··· Dataset records ···

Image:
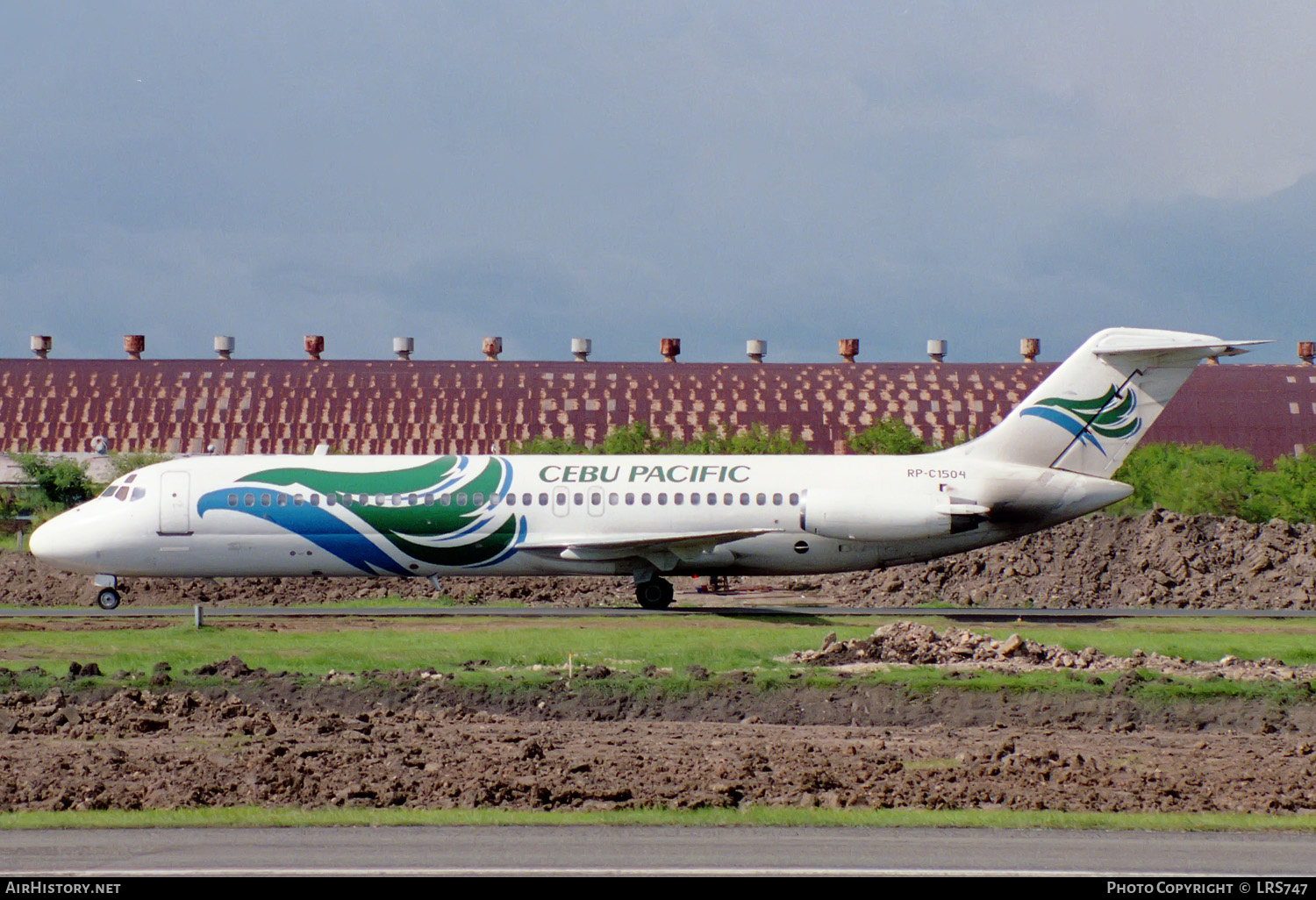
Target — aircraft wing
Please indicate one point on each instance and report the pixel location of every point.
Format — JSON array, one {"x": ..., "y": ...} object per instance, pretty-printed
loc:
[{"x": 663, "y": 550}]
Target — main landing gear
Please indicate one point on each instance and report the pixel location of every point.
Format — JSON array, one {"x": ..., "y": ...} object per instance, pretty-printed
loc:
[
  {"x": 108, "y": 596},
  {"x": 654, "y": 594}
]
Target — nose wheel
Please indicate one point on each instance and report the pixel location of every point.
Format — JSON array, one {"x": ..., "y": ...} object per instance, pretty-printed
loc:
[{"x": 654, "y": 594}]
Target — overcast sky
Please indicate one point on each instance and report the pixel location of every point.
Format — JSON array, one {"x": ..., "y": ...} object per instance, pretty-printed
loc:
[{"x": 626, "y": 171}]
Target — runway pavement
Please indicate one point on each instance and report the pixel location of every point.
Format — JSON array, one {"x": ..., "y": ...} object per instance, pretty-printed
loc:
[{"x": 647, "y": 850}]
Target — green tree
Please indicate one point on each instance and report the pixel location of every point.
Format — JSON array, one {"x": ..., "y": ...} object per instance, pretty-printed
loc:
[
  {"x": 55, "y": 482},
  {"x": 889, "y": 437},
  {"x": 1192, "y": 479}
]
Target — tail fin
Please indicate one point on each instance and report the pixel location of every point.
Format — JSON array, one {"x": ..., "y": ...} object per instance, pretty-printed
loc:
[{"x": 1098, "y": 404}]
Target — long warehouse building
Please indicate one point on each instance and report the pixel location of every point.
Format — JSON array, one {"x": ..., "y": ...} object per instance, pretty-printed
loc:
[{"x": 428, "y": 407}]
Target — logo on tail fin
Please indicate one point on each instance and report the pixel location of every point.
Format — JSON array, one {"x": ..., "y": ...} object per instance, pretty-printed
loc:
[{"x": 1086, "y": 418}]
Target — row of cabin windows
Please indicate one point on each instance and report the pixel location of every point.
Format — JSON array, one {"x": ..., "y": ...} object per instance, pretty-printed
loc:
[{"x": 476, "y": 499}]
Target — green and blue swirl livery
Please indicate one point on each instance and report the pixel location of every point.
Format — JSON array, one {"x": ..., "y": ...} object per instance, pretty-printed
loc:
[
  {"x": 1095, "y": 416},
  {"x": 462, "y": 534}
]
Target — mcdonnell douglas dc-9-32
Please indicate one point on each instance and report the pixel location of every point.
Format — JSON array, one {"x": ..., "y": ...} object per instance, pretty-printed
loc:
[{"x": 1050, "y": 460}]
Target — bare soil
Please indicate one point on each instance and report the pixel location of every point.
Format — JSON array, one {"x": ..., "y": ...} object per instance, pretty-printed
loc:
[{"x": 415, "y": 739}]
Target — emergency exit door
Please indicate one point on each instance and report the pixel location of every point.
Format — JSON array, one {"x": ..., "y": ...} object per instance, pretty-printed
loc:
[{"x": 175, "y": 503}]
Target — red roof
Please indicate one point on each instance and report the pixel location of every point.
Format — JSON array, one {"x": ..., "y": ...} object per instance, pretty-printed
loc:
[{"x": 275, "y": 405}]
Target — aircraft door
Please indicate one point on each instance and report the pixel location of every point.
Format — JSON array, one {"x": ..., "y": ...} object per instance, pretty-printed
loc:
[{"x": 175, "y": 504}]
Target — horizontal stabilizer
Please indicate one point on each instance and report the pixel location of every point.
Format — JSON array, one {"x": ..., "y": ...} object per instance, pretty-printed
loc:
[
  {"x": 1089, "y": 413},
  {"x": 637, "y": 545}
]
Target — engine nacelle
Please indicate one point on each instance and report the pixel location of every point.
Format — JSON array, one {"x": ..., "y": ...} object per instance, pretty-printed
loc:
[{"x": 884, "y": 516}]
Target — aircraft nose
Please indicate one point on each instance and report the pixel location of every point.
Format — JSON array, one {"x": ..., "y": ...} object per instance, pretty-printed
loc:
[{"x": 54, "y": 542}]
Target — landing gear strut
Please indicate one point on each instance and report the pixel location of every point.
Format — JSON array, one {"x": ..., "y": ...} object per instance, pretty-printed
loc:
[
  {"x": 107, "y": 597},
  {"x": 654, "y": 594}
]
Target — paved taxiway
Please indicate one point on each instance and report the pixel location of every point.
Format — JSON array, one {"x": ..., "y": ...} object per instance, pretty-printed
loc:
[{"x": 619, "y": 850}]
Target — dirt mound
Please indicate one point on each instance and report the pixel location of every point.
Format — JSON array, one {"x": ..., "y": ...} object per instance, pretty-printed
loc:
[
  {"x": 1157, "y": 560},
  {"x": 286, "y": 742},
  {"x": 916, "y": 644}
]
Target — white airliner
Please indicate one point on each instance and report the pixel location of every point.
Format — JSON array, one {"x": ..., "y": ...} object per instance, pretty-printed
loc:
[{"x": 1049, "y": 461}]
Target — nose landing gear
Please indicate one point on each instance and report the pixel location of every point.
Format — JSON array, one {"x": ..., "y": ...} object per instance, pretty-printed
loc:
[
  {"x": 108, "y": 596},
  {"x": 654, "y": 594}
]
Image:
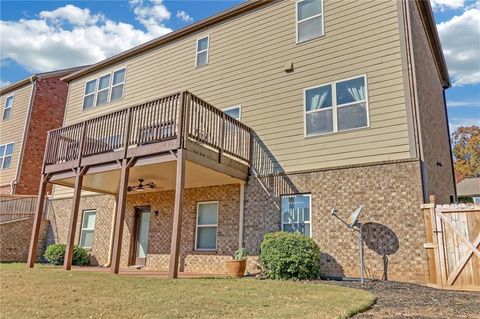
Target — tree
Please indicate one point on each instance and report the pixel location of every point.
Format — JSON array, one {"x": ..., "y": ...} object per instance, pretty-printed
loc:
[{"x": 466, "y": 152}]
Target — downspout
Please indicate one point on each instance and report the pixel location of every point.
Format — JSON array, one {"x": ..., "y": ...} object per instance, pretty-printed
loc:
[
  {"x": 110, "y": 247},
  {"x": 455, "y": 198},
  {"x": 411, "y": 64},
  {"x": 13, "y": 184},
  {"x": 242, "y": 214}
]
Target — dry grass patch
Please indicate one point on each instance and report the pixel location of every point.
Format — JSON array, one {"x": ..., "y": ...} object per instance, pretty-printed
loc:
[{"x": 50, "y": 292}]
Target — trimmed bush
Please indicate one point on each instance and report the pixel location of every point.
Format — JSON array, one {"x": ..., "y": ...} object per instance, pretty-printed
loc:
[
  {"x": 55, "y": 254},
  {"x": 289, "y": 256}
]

···

• Work to be completed: Reproduce all of the data above line for line, leaving out the pictures.

• Exercise solution:
Image:
Target — aircraft wing
Please indicate one point on each instance and report the pixel location of every point.
Format — JSON array, one {"x": ..., "y": ...} object per instance, pretty-printed
loc:
[{"x": 663, "y": 550}]
Target — main landing gear
Please indicate one point on each instance and report the pixel location of every point.
Format — JSON array, one {"x": ..., "y": ...} object per instance, pretty-printed
loc:
[
  {"x": 108, "y": 596},
  {"x": 654, "y": 594}
]
Target — nose wheel
Please indicate one point on each instance and report the pixel location of every point.
Format — JSON array, one {"x": ..., "y": ...} object per instance, pretty-printed
loc:
[{"x": 654, "y": 594}]
Target — overcast sky
Please indicate one point on each instance and report the pixel location of every point.
Format — JSON array, one {"x": ..., "y": ...} object per instance, pretty-printed
loc:
[{"x": 626, "y": 171}]
Target — runway pavement
Please indicate one point on each instance and report the pixel location of every point.
Format — JSON array, one {"x": ..., "y": ...} object per instance, pretty-printed
loc:
[{"x": 647, "y": 850}]
Target — green tree
Please indicate one point on each instance and report the pixel location of every point.
Format — JSON array, one {"x": ..., "y": ...} object per instance, pretty-printed
loc:
[
  {"x": 55, "y": 482},
  {"x": 889, "y": 437},
  {"x": 1192, "y": 479}
]
Target — tail fin
Please indicate one point on each instance and report the pixel location of every point.
Format — JSON array, one {"x": ..., "y": ...} object per instance, pretty-printed
loc:
[{"x": 1098, "y": 404}]
Target — long warehouse building
Please indicate one point on each instance and report the pixel location of every point.
Format — JSON array, one {"x": ..., "y": ...} object per instance, pretty-printed
loc:
[{"x": 428, "y": 407}]
Target — logo on tail fin
Please indicate one point on each instance and report the pixel location of every point.
Format — JSON array, one {"x": ..., "y": ...} object per instance, pretty-printed
loc:
[{"x": 1086, "y": 418}]
Target — row of cabin windows
Please indicate one point on each instance and report the pixel location of every point.
Format — JSON array, one {"x": ..., "y": ...} object per instance, pretty-printed
loc:
[{"x": 476, "y": 499}]
Target — green and blue swirl livery
Please indicate one point on each instance and report the pixel location of every point.
Format — JSON array, one {"x": ..., "y": ...} object per instance, pretty-printed
loc:
[
  {"x": 1095, "y": 416},
  {"x": 462, "y": 534}
]
Target — mcdonnell douglas dc-9-32
Please indicate one point on each instance and report the pixel location of every point.
Format — JSON array, one {"x": ..., "y": ...} object per instance, pretty-printed
loc:
[{"x": 1050, "y": 460}]
Target — bare soil
Please indicate one point on each instance and report the pixel location of every point.
Format — JSON array, one {"x": ..., "y": ...} object per instance, pretty-printed
loc:
[{"x": 415, "y": 739}]
Target — emergency exit door
Please indicate one point on each instance and report the pixel location of every point.
Format — JSON array, one {"x": ..., "y": ...} object per instance, pretty-printed
loc:
[{"x": 175, "y": 503}]
Target — red roof
Please indicate one point on each instance and report the pixel location of every point.
Format — JSON array, one {"x": ..., "y": ...} object per instance, pretty-printed
loc:
[{"x": 275, "y": 405}]
Target — aircraft door
Please indicate one point on each instance and report the pixel location of every point.
Format — JSON array, one {"x": ..., "y": ...} object per instance, pretty-printed
loc:
[{"x": 175, "y": 504}]
Target — horizontal stabilizer
Please indicate one point on each instance and report the pixel location of every point.
Format — JSON array, one {"x": ..., "y": ...} object per instance, pretty-printed
loc:
[
  {"x": 1089, "y": 413},
  {"x": 637, "y": 545}
]
Target — engine nacelle
Please indicate one point on each instance and report the pixel location of every point.
Format — JSON array, one {"x": ..., "y": ...} object per instance, pretty-printed
loc:
[{"x": 884, "y": 516}]
Target — aircraft nose
Please indicate one point on each instance and report the pixel location of every point.
Format — JSON array, one {"x": ..., "y": ...} object per instance, pretty-printed
loc:
[{"x": 54, "y": 542}]
Target — landing gear strut
Please indicate one point on each instance and report the pixel location of every point.
Format — JSON array, one {"x": ..., "y": ...} object per instance, pretty-printed
loc:
[
  {"x": 107, "y": 597},
  {"x": 654, "y": 594}
]
Target — paved taxiway
Please indicate one point on each instance and report the pixel location of every point.
Format — JSON array, one {"x": ..., "y": ...} object per instance, pretty-printed
loc:
[{"x": 619, "y": 850}]
Target — dirt mound
Please indicate one point on each instance and report the pixel location of every point.
Format — JSON array, one {"x": ..., "y": ...} object per instance, pretty-printed
loc:
[
  {"x": 1157, "y": 560},
  {"x": 286, "y": 742},
  {"x": 916, "y": 644}
]
Target — white airliner
Please indicate one point on each instance and report the pixel location of every point.
Format — JSON array, one {"x": ..., "y": ...} object per instance, pretty-printed
loc:
[{"x": 1049, "y": 461}]
Target — nose landing gear
Please indicate one point on each instance and report the pixel location of every point.
Format — JSON array, one {"x": ..., "y": ...} object per instance, pretty-printed
loc:
[
  {"x": 108, "y": 596},
  {"x": 654, "y": 594}
]
Image:
Target — tree
Please indicate one point on each instance and report the pixel location of every point.
Format — JSON array, one {"x": ..., "y": ...} object per instance, pretty-printed
loc:
[{"x": 466, "y": 152}]
Target — downspout
Please indicate one point on each instance and report the pixel location of every point.
Format — JSON array, one {"x": ..., "y": ...} object per instance, pretty-printed
loc:
[
  {"x": 110, "y": 247},
  {"x": 455, "y": 198},
  {"x": 411, "y": 64},
  {"x": 13, "y": 184},
  {"x": 242, "y": 214}
]
Target — dry grass patch
Please indicate one point on each instance and report the pixel location of every point.
Format — JSON array, one {"x": ..., "y": ...} object per instance, pretty-printed
loc:
[{"x": 50, "y": 292}]
Target — trimmed bush
Please indicate one point on each instance and report the pixel location of every point.
Format — JSON array, one {"x": ..., "y": ...} object per instance, pretty-printed
loc:
[
  {"x": 55, "y": 254},
  {"x": 289, "y": 256}
]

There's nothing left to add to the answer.